● **GIVEN DATA**:
++++++++

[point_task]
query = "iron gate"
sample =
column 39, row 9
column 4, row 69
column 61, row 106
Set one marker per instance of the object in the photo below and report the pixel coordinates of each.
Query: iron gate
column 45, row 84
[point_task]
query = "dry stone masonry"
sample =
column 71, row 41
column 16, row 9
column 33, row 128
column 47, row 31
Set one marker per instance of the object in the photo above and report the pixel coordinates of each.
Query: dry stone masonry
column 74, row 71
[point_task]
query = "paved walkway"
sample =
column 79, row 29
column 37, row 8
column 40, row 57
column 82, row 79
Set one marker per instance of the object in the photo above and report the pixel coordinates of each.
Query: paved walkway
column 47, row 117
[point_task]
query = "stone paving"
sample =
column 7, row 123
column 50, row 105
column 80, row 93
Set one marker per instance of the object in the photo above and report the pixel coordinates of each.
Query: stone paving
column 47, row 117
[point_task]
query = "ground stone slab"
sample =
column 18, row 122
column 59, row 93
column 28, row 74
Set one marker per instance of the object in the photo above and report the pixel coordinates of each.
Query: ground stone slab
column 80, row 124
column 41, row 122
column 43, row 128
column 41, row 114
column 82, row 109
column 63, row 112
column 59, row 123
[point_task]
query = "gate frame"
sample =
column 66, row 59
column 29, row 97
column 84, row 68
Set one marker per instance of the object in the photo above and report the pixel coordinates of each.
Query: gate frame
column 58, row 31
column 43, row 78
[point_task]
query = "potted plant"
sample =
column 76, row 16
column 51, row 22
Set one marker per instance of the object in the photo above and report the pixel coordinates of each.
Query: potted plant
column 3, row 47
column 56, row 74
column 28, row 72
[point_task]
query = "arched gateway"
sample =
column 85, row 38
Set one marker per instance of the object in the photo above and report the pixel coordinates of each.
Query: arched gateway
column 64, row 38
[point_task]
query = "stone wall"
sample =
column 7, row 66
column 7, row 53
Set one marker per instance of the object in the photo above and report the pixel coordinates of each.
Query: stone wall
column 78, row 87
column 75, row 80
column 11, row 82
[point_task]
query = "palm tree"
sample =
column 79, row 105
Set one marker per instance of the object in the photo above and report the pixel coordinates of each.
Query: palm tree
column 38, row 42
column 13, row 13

++++++++

● **WHAT IS NEEDED**:
Set down the entire listing above again, every line unchanged and in its original order.

● **OUTPUT FOR THIS EXERCISE**:
[point_task]
query = "iron gate"
sample =
column 39, row 9
column 4, row 69
column 61, row 106
Set one marker per instance of the object in the photo below and report the pixel coordinates of each.
Query: iron gate
column 45, row 84
[point_task]
query = "dry stone masonry"
sample =
column 71, row 41
column 16, row 9
column 33, row 128
column 47, row 31
Set one marker per instance of the object in the photo above and report the pixel coordinates of each.
Query: dry stone masonry
column 74, row 71
[point_task]
query = "paved walkway"
sample =
column 79, row 29
column 37, row 8
column 40, row 57
column 82, row 79
Set one marker per instance of the object in the photo above and report the pixel coordinates of each.
Query: paved walkway
column 47, row 117
[point_task]
query = "stone paving"
sample =
column 7, row 123
column 50, row 105
column 80, row 93
Set one marker per instance of the object in the photo above and report the pixel coordinates of each.
Query: stone paving
column 47, row 117
[point_task]
query = "ground stone slab"
sample =
column 18, row 122
column 59, row 93
column 28, row 74
Set one marker per instance of the object in the photo above and report the pixel coordinates of each.
Query: ground stone slab
column 80, row 124
column 41, row 122
column 43, row 128
column 41, row 114
column 82, row 109
column 63, row 112
column 59, row 123
[point_task]
query = "gate frame"
sample =
column 66, row 59
column 29, row 97
column 84, row 68
Set one marker per instance of the object in the photo above and report the pixel coordinates of each.
Query: gate frame
column 58, row 31
column 43, row 78
[point_task]
query = "potted plant"
sample =
column 76, row 16
column 51, row 22
Set one marker per instance of the object in the photo above and report the pixel coordinates of each.
Query: potted plant
column 3, row 47
column 56, row 74
column 28, row 72
[point_task]
query = "arched gateway"
sample =
column 85, row 38
Set one marker per instance of the object in the photo above and report the pixel coordinates of each.
Query: arched gateway
column 64, row 38
[point_task]
query = "stone wall"
sample =
column 7, row 66
column 7, row 53
Set one marker per instance of the object in the photo above and report the pixel coordinates of each.
Query: stone wall
column 78, row 87
column 75, row 80
column 11, row 82
[point_task]
query = "palm tree"
sample =
column 79, row 105
Set one marker per instance of the object in the photo above and report the pixel coordinates of each.
Query: palm tree
column 38, row 42
column 13, row 13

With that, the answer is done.